### REQUIRED WORK
a) In the Loeb Stadium article, who was the architect of the stadium?
b) Using the Loeb Stadium article, explain in one to three sentences why the stadium is called a "Demolished stadium in Indiana, US."
c) Continue the Loeb Stadium article from its last sentence.

### DOCUMENT EXTRACT
# # # #
Loeb Stadium
- Interactive map of Loeb Stadium
- Former names: Columbian Park Recreational Center (1940–1971)^{[citation needed]}
- Address: Wallace Avenue and Main Street (Columbian Park)
- Location: Lafayette, Indiana
- Coordinates: 40°24′45″N 86°52′18″W﻿ / ﻿40.412597°N 86.871568°W
- Capacity: 3,500^{[citation needed]}

Construction
- Built: 1940
- Opened: 1940^{[citation needed]}
- Demolished: September 4, 2019
- Architect: Walter Scholer
- Builder: H.G. Christman Co.

Tenants
- Lafayette Aviators (PL) 2016–2019 Jefferson High School Bronchos (IHSAA) 1941–2019 Ohio Valley Redcoats (FL) 2005 Lafayette Leopards (GrCL) 1994 Lafayette Red Sox (ML) 1956–1957 Lafayette Chiefs (MOVL) 1955

Website
- Official website

= Loeb Stadium (1940) =

Demolished stadium in Indiana, US

Loeb Stadium was a stadium in Columbian Park in Lafayette, Indiana, United States. It was primarily used for baseball and had most recently been the home of the Lafayette Aviators of the Prospect League.

Previously, it was the home of Ohio Valley Redcoats of the independent Frontier League, and later the Lafayette Leopards of the now defunct Great Central League.
# # # #
Entries taken from a collection:
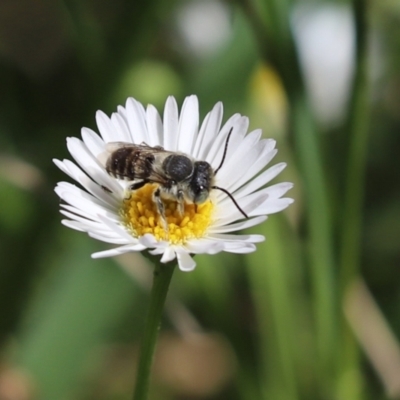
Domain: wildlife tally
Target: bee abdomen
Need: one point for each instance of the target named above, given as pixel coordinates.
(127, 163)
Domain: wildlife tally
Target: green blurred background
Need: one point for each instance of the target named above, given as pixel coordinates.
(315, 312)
# # # #
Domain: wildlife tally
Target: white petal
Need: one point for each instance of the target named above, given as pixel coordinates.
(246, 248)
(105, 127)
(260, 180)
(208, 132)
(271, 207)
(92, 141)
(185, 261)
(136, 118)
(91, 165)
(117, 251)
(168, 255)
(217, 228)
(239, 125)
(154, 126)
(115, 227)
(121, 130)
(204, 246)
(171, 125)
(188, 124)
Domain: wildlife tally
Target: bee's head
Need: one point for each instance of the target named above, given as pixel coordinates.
# # # #
### RESPONSES BY TASK
a) Walter Scholer.

b) The stadium was demolished on September 4, 2019. It stood in Columbian Park in Lafayette, Indiana.

c)
==History==
Opened in 1940 as Columbian Park Recreational Center, Loeb Stadium had a capacity of 3,500 people. From 1943 until 1945, the stadium hosted Spring training for Major League Baseball's Cleveland Indians when teams were forced to hold their training closer to their home cities due to restrictions in place as a result of the United States' participation in World War II. At that time, the stadium was home to a Class A affiliate of the Indians.

It also hosted the minor league Lafayette Red Sox, a founding franchise of the Midwest League in 1956. In 1957, the Red Sox moved to Waterloo, Iowa, and later to Lansing, Michigan, where they are known today as the Lansing Lugnuts.

In amateur baseball, it was home to the Colt League Baseball World Series 48 out of 49 years (1969–1971 and 1973–2017) until the event moved to Rent One Park in Marion, Illinois in 2018. The Jefferson High School Bronchos used the stadium for their home games, competing in games sanctioned by the Indiana High School Athletic Association (IHSAA). It hosted the IHSAA baseball state finals four times, lastly in 2005.

For the 2016 season, the Jamestown Jammers moved to Lafayette and began play in the Prospect League as the Aviators.

==Replacement==
At the conclusion of the 2019 Prospect League season, the stadium was closed and demolished to make way for a new Loeb Stadium which opened March 31, 2021. The Aviators were supposed to play the 2020 season at Purdue University's Alexander Field; however, their 2020 season was suspended when Purdue closed their athletic facilities due to the COVID-19 pandemic.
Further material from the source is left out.